_A block of data_.
[BEGIN]

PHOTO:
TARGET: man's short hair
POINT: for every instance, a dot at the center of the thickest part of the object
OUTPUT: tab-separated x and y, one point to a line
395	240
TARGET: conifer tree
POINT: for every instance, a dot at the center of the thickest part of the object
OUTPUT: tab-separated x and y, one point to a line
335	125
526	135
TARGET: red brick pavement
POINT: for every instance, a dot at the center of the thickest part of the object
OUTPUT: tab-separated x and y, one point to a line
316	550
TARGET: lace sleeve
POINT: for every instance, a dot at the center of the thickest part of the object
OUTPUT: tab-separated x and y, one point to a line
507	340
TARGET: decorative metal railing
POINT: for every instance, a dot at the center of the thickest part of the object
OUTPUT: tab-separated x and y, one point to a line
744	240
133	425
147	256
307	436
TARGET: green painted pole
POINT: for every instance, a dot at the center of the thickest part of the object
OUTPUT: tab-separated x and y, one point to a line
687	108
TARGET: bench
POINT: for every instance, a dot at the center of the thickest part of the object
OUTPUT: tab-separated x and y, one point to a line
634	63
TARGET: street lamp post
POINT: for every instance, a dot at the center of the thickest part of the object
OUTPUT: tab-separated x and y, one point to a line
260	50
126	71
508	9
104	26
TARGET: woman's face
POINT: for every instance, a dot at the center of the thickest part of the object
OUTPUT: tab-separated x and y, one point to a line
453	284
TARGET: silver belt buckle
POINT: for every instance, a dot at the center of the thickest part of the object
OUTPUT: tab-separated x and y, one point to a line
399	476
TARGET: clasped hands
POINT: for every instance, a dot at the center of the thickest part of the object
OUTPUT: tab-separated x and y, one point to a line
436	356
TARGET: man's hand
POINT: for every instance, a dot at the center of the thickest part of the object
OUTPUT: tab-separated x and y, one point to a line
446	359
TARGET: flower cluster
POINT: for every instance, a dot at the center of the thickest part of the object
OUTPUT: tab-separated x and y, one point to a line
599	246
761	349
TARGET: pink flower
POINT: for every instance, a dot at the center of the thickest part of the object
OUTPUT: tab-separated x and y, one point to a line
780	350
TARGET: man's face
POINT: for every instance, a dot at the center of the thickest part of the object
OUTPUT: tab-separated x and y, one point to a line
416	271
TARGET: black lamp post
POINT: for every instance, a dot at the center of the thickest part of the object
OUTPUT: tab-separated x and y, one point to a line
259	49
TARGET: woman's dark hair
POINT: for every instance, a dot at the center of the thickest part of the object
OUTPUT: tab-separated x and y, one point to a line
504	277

[END]

Extract the lines above from the one containing "TARGET: pink flower" to the last line, both included, exactly as written.

TARGET: pink flower
POINT: for every instance, a dot at the center of the thickest part of the object
OUTPUT: tab-separated x and y, one point to a line
780	350
TARGET: man's face
POINT: for every instance, a dot at the center of the thickest part of the object
OUTPUT: tab-separated x and y, one point to a line
416	271
TARGET: black lamp post
POINT: for every instance, a dot at the center of the thickest part of the object
OUTPUT: tab-separated x and y, one point to a line
259	49
TARGET: woman's dark hair
POINT: for every instance, a dot at the center of the thickest part of the object
OUTPUT: tab-separated x and y, one point to a line
504	277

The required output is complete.